● THE TASK
Transcribe the data in full and exactly, omitting any pictures.

--- START SUPPLIED RECORDS ---

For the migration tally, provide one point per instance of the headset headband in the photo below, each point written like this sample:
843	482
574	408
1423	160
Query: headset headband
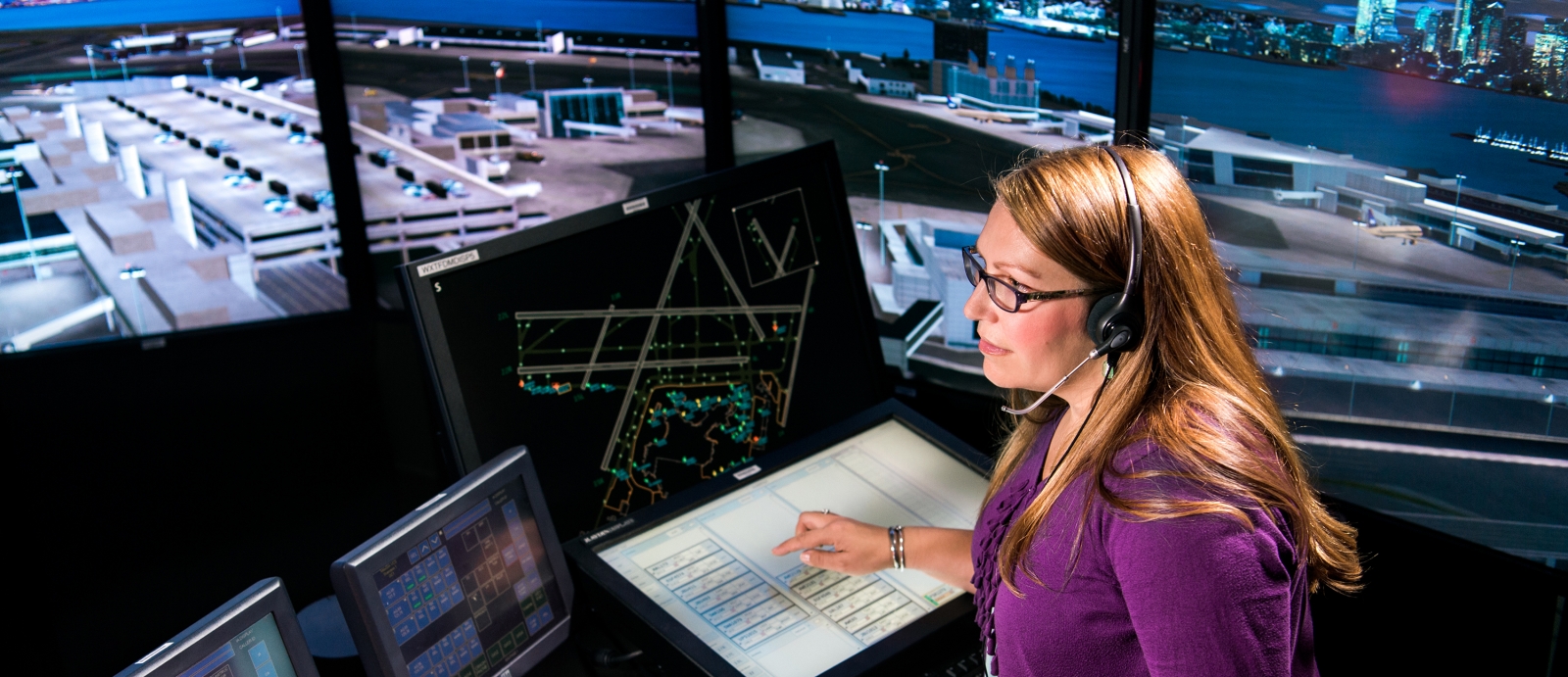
1134	227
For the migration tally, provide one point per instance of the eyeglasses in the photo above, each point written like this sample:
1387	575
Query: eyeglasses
1007	297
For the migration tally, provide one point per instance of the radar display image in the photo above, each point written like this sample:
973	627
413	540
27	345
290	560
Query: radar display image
642	348
702	378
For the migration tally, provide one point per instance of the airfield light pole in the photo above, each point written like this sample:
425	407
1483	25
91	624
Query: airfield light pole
132	273
27	230
670	78
1355	248
1454	226
1311	152
882	211
1513	261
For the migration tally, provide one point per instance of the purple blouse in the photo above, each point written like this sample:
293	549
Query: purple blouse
1191	596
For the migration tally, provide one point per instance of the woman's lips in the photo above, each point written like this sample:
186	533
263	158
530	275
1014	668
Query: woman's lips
992	348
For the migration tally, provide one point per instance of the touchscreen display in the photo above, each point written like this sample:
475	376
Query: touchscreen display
256	653
474	593
713	571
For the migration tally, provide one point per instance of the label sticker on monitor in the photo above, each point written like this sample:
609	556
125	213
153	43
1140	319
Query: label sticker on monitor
634	206
449	262
773	616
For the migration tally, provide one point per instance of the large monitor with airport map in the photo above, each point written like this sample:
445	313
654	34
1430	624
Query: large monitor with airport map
653	344
1387	183
927	101
161	169
482	118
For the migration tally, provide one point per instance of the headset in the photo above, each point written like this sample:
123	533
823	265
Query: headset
1115	321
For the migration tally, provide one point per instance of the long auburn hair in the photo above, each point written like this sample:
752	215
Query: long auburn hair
1191	384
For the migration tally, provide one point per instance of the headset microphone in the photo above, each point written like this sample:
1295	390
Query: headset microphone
1115	320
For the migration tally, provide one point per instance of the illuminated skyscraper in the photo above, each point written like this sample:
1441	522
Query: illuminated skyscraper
1376	21
1551	58
1462	25
1487	33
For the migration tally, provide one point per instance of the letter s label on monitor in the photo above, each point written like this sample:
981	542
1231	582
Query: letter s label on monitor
449	262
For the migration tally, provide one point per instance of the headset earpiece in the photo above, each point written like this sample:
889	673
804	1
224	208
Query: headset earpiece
1117	320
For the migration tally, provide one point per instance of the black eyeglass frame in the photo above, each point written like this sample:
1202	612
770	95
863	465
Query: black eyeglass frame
976	271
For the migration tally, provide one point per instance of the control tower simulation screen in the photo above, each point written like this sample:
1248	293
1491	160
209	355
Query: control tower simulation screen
655	344
710	567
161	171
480	118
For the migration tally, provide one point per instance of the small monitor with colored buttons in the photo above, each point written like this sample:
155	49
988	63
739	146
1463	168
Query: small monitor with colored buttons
469	585
253	635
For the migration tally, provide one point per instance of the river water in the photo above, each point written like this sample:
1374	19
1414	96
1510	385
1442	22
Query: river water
603	16
1377	117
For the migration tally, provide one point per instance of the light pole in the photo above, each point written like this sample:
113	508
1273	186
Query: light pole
1513	261
27	230
882	211
1454	226
132	273
670	78
1355	248
1311	156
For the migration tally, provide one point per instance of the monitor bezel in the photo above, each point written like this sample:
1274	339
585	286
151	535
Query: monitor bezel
360	598
221	626
584	551
420	293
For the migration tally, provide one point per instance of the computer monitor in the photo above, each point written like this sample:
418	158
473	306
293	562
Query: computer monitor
478	118
255	634
162	171
700	569
470	583
648	345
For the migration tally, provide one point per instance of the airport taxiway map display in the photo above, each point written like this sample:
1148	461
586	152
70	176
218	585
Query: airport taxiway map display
702	378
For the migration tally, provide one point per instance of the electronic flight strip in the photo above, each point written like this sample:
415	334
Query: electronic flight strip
712	569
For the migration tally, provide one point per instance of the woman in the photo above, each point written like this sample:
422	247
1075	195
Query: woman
1149	512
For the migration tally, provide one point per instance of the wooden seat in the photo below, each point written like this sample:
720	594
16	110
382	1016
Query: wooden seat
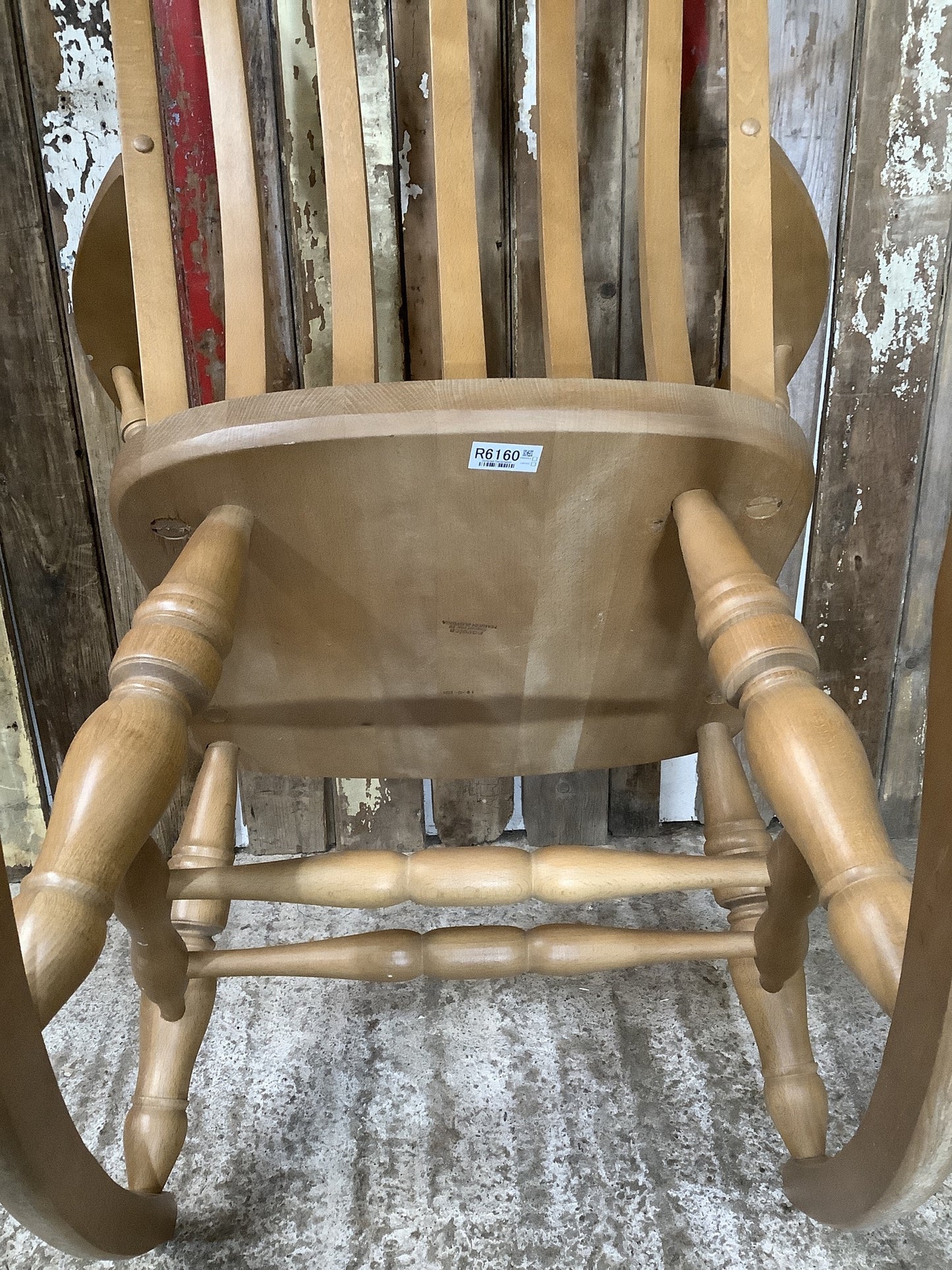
470	577
504	623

--- END SUPPLIED RECORDS ---

● THE ANSWER
For the migration tally, provide one point per instance of the headset headband in the photo below, each point written like this sample:
843	482
574	408
1423	160
Query: headset headband
1134	227
For the migration tally, provide one point per instance of the eyeglasses in the photo above, each point written like this sample:
1387	575
Query: eyeglasses
1007	297
For the migration tally, provide one point per instance of the radar display image in the photo above, each point written like this sample:
973	627
413	540
27	345
290	560
Query: radar display image
642	348
702	378
For the migration tally, provide one point per instance of the airfield light pole in the photo above, each point written like this sample:
425	407
1483	25
91	624
Query: airfield light pole
132	273
27	230
670	78
1355	248
1454	226
1311	152
882	211
1513	261
For the migration tally, provide one point per instance of the purple blouse in the photo above, each point written like this sample:
293	549
Query: purple blouse
1191	596
For the migration tally, provide one point per instance of the woman's lips in the photo above, each point written like this sample:
186	533
263	158
530	275
1014	668
Query: woman's lips
992	348
For the migration tally, provide one point per instance of the touchscreen display in the photo above, each point written like this sample:
475	376
Query: touchscreen display
256	653
474	593
713	571
For the migration tally, provide one point per instance of the label sticker on monitor in the photo above, each point written like this sample:
609	556
125	213
153	43
1140	319
Query: label sticker on monitor
634	206
449	262
773	616
For the migration tally, provide one point per instance of the large monitor with airport map in the photo above, each point written like this sample:
445	313
654	34
1430	624
Query: large monitor with airport map
653	344
1387	183
927	101
161	169
482	118
For the migration tally, provide one point per instance of the headset in the photo above, each point written like this sample:
123	533
823	265
Query: headset
1115	321
For the migration tally, provide one point per instance of the long auburn hair in the photo above, each point written like this sample:
752	215
Query: long auburn hair
1191	384
For the migration tally, provide one point per instance of the headset microphone in the photo above, each point written like this sample:
1295	390
Query: headset microphone
1115	320
For the migration tally, provide one point per instance of the illuminated skyscraper in the photo above, each point written like this sample:
1441	522
Query: illuminated skyscraper
1376	21
1551	58
1462	25
1487	33
For the migration tally, provide one point per instance of the letter s label on monitor in the photo above, each point written like this sample:
981	542
1231	582
Query: letter s label on monitor
449	262
For the migration tally, provide one point per instance of the headset earpiece in the photo above, each point written like this sample:
889	673
804	1
224	208
Query: headset earpiece
1117	320
For the migration tally, provide one point per instance of the black eyeglass frame in the photo above, each point written like this sample:
1202	612
770	95
863	465
Query: black eyeglass frame
976	271
For the migration tally, provide one point per instance of the control tower simulation screen in the photo above, each point written like this sample:
1248	293
1491	160
209	355
Query: control tower simulation screen
655	344
710	567
161	171
480	118
For the migration tally, provide one point per instance of the small monitor with colored buttons in the photo above, each point written like this sample:
155	49
988	63
739	146
1463	168
Query: small monitor with colored buttons
469	585
253	635
For the migration tally, provide one point per instance of the river water in the photo above, each point written like this sample:
1374	19
1414	96
1510	385
1442	22
Query: river water
603	16
1377	117
For the migration tally, provide one point per instance of the light pole in the photo above, each point written like this sample:
113	508
1273	186
Query: light pole
1513	261
27	230
882	211
1454	226
132	273
670	78
1355	248
1311	156
For the migration tally, provide one point per instance of the monitor bezel in the photo above, each point written like this sample:
1274	339
585	286
151	535
Query: monitor bezel
360	598
221	626
584	551
420	293
For the migration tally, provide one point per instance of the computer monitor in the photo above, each point written like this sample:
418	158
473	306
293	562
Query: computer monitor
478	118
255	634
162	171
700	569
470	583
648	345
For the migration tally, provide one point per instance of the airport taxiway map display in the photo above, each point written like this sample:
1148	461
586	152
70	176
218	585
Query: airport taxiway map display
702	378
For the migration tally, provide one point per instance of the electronic flight strip in the photo above, each point written like this sample:
415	334
Query: electronic flight strip
712	569
For the migration tally, provide one point per instance of the woman in the photo above, each point written like this sample:
422	247
1075	195
Query: woman
1149	512
For the migration tally, provide one point per instance of the wooden seat in the photo below, each point written like this sample:
720	594
16	110
382	1016
Query: wooden seat
470	577
504	623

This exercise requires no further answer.